• [Task data]
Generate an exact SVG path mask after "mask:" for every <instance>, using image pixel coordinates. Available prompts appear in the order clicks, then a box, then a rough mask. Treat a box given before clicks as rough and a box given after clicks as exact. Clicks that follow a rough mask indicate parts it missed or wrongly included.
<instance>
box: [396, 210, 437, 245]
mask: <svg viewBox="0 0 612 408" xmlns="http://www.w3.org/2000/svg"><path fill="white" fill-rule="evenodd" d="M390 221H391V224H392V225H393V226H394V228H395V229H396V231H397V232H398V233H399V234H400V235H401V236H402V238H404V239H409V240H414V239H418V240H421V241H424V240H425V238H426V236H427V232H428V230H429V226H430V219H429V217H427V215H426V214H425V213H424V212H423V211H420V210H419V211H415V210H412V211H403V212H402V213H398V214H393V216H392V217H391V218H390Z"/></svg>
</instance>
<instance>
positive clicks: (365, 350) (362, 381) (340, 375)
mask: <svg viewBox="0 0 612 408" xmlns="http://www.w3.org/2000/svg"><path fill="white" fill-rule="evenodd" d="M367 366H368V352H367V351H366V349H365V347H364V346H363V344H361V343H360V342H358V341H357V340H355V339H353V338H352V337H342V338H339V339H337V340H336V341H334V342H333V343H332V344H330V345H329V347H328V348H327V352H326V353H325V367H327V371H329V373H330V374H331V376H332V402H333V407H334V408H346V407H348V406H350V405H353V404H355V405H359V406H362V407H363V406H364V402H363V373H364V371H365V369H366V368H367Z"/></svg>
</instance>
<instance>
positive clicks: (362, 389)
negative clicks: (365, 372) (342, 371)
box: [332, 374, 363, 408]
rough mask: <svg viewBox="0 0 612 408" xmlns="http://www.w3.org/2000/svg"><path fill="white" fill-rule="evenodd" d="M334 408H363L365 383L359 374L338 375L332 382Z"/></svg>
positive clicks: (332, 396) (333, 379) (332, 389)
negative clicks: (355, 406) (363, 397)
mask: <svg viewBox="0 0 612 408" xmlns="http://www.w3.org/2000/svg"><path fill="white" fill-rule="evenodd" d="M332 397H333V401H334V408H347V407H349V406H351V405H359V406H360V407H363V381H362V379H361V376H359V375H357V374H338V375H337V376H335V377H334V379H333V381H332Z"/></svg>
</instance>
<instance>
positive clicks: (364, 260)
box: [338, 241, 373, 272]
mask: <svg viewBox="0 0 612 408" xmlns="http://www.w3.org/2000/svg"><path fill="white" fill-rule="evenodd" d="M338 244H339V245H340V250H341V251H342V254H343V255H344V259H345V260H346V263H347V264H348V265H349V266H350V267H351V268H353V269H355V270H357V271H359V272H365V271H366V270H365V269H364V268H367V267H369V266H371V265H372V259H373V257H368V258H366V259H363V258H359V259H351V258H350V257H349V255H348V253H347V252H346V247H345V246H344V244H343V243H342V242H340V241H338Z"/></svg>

• [What to do] Your answer should consist of the lines from the line with "negative clicks: (365, 372) (342, 371)" through the last line of the data, set down exactly, both included.

• [Exercise response]
negative clicks: (365, 372) (342, 371)
box: [332, 374, 363, 408]
rough mask: <svg viewBox="0 0 612 408" xmlns="http://www.w3.org/2000/svg"><path fill="white" fill-rule="evenodd" d="M334 408H363L365 383L359 374L338 375L332 382Z"/></svg>
positive clicks: (332, 396) (333, 379) (332, 389)
negative clicks: (355, 406) (363, 397)
mask: <svg viewBox="0 0 612 408" xmlns="http://www.w3.org/2000/svg"><path fill="white" fill-rule="evenodd" d="M332 397H333V401H334V408H347V407H349V406H351V405H359V406H360V407H363V381H362V379H361V376H359V375H357V374H338V375H337V376H335V377H334V379H333V381H332Z"/></svg>
</instance>
<instance>
positive clicks: (364, 260)
box: [338, 241, 373, 272]
mask: <svg viewBox="0 0 612 408" xmlns="http://www.w3.org/2000/svg"><path fill="white" fill-rule="evenodd" d="M338 244H339V245H340V250H341V251H342V254H343V255H344V259H345V260H346V263H347V264H348V265H349V266H350V267H351V268H353V269H355V270H357V271H359V272H365V271H366V270H365V269H364V268H367V267H369V266H371V265H372V259H373V257H368V258H366V259H363V258H359V259H351V258H350V257H349V255H348V253H347V252H346V247H345V246H344V244H343V243H342V242H340V241H338Z"/></svg>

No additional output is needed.